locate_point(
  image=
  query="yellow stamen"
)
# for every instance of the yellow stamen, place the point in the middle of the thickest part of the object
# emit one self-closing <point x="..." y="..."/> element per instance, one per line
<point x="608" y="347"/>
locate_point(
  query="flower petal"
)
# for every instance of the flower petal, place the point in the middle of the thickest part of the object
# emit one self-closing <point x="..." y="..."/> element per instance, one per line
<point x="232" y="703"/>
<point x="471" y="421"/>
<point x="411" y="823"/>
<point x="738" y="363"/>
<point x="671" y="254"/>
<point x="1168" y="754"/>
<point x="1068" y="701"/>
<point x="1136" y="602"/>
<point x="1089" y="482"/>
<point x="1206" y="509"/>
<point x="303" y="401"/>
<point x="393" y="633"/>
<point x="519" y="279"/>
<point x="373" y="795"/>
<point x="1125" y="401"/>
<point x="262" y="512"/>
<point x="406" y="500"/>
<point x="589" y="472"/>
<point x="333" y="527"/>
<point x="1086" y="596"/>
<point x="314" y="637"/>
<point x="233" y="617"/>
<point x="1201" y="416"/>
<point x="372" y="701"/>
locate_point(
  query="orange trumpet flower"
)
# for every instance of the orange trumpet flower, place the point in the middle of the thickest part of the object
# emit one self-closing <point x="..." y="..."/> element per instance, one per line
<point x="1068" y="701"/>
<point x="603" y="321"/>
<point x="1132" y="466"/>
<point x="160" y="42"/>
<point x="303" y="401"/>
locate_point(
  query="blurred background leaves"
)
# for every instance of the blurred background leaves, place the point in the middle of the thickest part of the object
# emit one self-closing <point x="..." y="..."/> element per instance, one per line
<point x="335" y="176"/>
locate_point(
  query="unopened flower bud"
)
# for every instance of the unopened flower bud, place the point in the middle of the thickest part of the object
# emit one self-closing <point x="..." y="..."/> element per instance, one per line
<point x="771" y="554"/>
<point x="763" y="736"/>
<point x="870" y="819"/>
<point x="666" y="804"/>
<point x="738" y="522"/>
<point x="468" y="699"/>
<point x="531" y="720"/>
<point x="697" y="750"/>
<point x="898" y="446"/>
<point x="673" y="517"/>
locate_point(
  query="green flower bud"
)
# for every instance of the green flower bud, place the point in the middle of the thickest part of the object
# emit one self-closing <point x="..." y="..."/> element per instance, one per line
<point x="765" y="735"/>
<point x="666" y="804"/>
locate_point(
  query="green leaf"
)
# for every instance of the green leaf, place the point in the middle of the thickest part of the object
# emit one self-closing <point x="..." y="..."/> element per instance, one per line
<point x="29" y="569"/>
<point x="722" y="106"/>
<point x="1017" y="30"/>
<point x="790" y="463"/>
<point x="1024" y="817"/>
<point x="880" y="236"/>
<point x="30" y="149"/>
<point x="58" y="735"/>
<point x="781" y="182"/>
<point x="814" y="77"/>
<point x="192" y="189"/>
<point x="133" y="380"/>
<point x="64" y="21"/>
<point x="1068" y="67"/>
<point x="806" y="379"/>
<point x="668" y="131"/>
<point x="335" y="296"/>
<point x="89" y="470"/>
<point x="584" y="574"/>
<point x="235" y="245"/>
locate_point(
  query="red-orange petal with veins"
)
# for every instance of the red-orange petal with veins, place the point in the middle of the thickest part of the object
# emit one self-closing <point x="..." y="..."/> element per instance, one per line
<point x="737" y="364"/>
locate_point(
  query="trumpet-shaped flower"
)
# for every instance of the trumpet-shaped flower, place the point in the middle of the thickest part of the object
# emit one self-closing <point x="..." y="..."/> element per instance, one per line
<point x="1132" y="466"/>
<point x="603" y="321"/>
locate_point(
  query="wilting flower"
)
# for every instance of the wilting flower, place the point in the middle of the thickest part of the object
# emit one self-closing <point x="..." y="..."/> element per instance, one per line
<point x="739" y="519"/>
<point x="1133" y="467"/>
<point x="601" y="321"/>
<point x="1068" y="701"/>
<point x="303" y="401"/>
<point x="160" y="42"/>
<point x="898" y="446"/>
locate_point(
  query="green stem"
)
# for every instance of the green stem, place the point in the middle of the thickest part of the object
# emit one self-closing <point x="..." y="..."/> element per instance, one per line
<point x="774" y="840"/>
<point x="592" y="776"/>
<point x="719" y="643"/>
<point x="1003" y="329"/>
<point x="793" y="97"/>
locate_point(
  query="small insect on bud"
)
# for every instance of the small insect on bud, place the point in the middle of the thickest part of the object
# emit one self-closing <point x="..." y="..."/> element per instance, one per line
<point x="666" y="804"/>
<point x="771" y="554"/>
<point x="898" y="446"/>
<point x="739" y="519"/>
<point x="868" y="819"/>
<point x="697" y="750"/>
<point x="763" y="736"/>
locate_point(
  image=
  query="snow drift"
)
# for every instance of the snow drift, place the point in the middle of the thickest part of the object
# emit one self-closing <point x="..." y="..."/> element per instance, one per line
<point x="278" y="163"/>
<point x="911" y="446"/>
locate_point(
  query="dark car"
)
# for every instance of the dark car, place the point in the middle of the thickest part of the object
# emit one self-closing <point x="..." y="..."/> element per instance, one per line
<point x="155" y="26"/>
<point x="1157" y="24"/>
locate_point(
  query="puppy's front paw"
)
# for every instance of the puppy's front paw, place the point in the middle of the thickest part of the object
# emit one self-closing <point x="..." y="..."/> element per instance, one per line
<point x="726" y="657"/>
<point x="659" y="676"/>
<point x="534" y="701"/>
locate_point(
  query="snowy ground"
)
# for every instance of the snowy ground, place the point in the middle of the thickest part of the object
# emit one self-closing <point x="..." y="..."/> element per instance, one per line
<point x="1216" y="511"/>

▶ _What is asked_: Which lines in the rows above contain the string "with"? Gather each of those lines and copy it out in full.

▶ _Response to this task_:
  query="red-orange petal with veins"
# for every instance of the red-orange petal with veins, place the point in the middle of the thickest part of the object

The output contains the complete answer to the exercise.